We recommend setting up an Elasticache Redis in non-cluster mode with TLS enabled and in
AUTH mode where you can specify an AUTH token password for Baserow to later connect to
the Redis server.
Generally, the Redis server is not the bottleneck in Baserow deployments as they scale.
#### 4) Setting up an ALB and target group
Now create a target group on port 80 and ALB ready to route traffic to the Baserow
containers.
When setting up the health check for the ALB the `baserow/baserow:1.24.2` container
,which you'll be deploying next, choose port `80` and health check
URL `/api/_health/`. We recommend a long grace period of 900 seconds to account for
first-time migrations being run on the first container's startup.
#### 5) Launching Baserow on ECS/Fargate
Now we are ready to spin up our `baserow/baserow:1.24.2` containers. See below for a
full task definition and environment variables. We recommend launching the containers
with 2vCPUs and 4 GB of RAM each to start with. In short, you will want to:
1. Select the `baserow/baserow:1.24.2` image.
2. Add a port mapping of `80` on TCP as this is where this images HTTP server is
listening by default.
3. Mark the container as essential.
4. Set the following env variables:
> A full list of all environment variables available can be
> found [here](./configuration.md).
| Env variable | Description |
|-------------------------------|-------------------------------------------------------------------------------------------------------------------------------------------------------------------------------------------------------------------------------------------------------------------------------------------------------------------------------------------------------------------------------------------------------------------------------------------|
| `DISABLE_VOLUME_CHECK=true` | *Must be set to true*. Needed to disable the check designed to help non-technical users who are not configuring an external Postgres and S3. Because we are configuring external services we do not need any volume mounted into the container. |
| `BASEROW_PUBLIC_URL` | The public URL or IP that will be used to access baserow in your user's browser. Always should start with http:// https:// even if accessing via an IP address. |
| `DATABASE_HOST` | The hostname of the Postgres database Baserow will use to store its data in. |
| `DATABASE_USER` | The username of the database user Baserow will use to connect to the database at `DATABASE_HOST`. |
| `DATABASE_PORT` | The port Baserow will use when trying to connect to the Postgres database at `DATABASE_HOST`. |
| `DATABASE_NAME` | The database name Baserow will use to store data. |
| `DATABASE_PASSWORD` | The password of `DATABASE_USER` on the Postgres server at `DATABASE_HOST`. Alternatively, you can provide `DATABASE_PASSWORD_FILE` and set it to the file path of a secret injected into the container's file system. |
| `REDIS_URL` | A standard Redis connection string in the format of: `redis://[redisuser]:[password]@[redishost]:[redisport]/0?ssl_cert_reqs=required`. |
| `AWS_STORAGE_BUCKET_NAME` | Your AWS storage bucket name. |
| `AWS_ACCESS_KEY_ID` | The access key for your S3 IAM AWS account. When set to anything other than empty will switch Baserow to use a S3 compatible bucket for storing user file uploads. |
| `AWS_SECRET_ACCESS_KEY` | The access secret key for your S3 IAM AWS account. `AWS_SECRET_ACCESS_KEY_FILE` can similarly be provided instead. |
| `DOWNLOAD_FILE_VIA_XHR` | Must be set to `1` to work with AWS S3 currently to force download links to download files via XHR query to bypass `Content-Disposition: inline`. If your files are stored under another origin, you also must add CORS headers to your S3 bucket. |
| `BASEROW_EXTRA_ALLOWED_HOSTS` | An optional comma-separated list of hostnames which will be added to Baserows Django backend ALLOWED_HOSTS setting. Add your ALB IP address here so the health checks it sends are allowed through, or alternatively configure the less secure value `*` to get things running and restrict hosts later once everything is working. |
| `BASEROW_JWT_SIGNING_KEY` | **Must be set so all the containers share the same signing key.** The signing key is used to sign the content of generated tokens. For HMAC signing, this should be a random string with at least as many bits of data as is required by the signing protocol. See [here](https://django-rest-framework-simplejwt.readthedocs.io/en/latest/settings.html#signing-key) for more details. `BASEROW_JWT_SIGNING_KEY_FILE` is also supported. |
| `SECRET_KEY` | **Must be set so all the containers share the same secret key.** The Secret key used by Django for cryptographic signing such as generating secure password reset links and managing sessions. See [here](https://docs.djangoproject.com/en/3.2/ref/settings/#std:setting-SECRET_KEY) for more details. `SECRET_KEY_FILE` is also supported. |
| `EMAIL_SMTP_*` | There are a number of SMTP related environment variables documented in our environment variable guide [here](./configuration.md) which will also need to be set so Baserow can send invitation and password reset emails. |
5. Select the desired launch type (we used Fargate).

- _Request 1_
How many lines of the records contain the word "foliage"? Reply with the number alone.

- _Data for this task_
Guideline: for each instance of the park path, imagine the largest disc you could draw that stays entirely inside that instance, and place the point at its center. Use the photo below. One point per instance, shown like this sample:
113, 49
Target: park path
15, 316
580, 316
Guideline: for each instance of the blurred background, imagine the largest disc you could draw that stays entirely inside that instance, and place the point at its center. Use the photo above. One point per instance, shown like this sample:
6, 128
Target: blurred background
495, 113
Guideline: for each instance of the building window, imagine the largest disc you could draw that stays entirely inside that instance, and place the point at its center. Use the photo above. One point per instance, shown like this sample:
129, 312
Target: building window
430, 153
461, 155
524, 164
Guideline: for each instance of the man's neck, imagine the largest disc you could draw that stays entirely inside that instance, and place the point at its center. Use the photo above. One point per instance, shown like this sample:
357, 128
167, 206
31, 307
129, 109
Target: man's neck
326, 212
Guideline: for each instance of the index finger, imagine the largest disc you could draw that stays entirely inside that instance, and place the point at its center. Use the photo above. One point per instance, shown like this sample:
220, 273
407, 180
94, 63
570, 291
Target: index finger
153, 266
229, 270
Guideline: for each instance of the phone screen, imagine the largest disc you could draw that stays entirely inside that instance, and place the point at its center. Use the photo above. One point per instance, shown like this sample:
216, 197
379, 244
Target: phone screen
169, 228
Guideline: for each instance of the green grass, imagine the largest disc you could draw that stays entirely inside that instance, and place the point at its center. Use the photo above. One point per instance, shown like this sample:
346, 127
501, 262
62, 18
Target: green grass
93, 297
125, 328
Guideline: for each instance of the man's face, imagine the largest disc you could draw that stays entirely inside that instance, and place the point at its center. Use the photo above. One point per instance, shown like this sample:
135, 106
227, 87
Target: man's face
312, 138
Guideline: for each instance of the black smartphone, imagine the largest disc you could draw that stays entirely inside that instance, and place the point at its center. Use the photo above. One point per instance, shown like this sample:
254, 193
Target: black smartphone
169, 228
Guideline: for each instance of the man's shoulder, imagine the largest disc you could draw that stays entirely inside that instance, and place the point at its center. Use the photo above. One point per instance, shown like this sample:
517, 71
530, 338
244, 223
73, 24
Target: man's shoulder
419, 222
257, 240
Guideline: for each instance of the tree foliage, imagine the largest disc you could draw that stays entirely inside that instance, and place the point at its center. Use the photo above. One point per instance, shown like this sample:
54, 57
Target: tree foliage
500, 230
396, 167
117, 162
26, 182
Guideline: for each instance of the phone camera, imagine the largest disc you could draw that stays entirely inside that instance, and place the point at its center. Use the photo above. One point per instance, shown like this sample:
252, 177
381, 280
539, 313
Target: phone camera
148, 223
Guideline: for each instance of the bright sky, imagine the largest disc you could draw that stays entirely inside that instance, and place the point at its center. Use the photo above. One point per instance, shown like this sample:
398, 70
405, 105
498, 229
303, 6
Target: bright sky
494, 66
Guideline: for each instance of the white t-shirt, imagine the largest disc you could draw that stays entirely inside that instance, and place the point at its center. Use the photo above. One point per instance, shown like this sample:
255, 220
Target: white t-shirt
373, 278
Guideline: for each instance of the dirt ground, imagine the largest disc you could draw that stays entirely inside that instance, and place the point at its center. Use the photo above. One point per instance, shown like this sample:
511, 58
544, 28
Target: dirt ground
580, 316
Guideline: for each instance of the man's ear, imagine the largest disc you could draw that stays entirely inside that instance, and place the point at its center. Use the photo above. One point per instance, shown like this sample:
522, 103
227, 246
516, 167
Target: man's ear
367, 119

- _Request 2_
In the Baserow deployment excerpt, why is a 900-second grace period recommended for the load balancer's health check? Answer in one to three sentences.

- _Task response 1_
2

- _Task response 2_
The long grace period accounts for the first-time migrations that run when the first container starts up.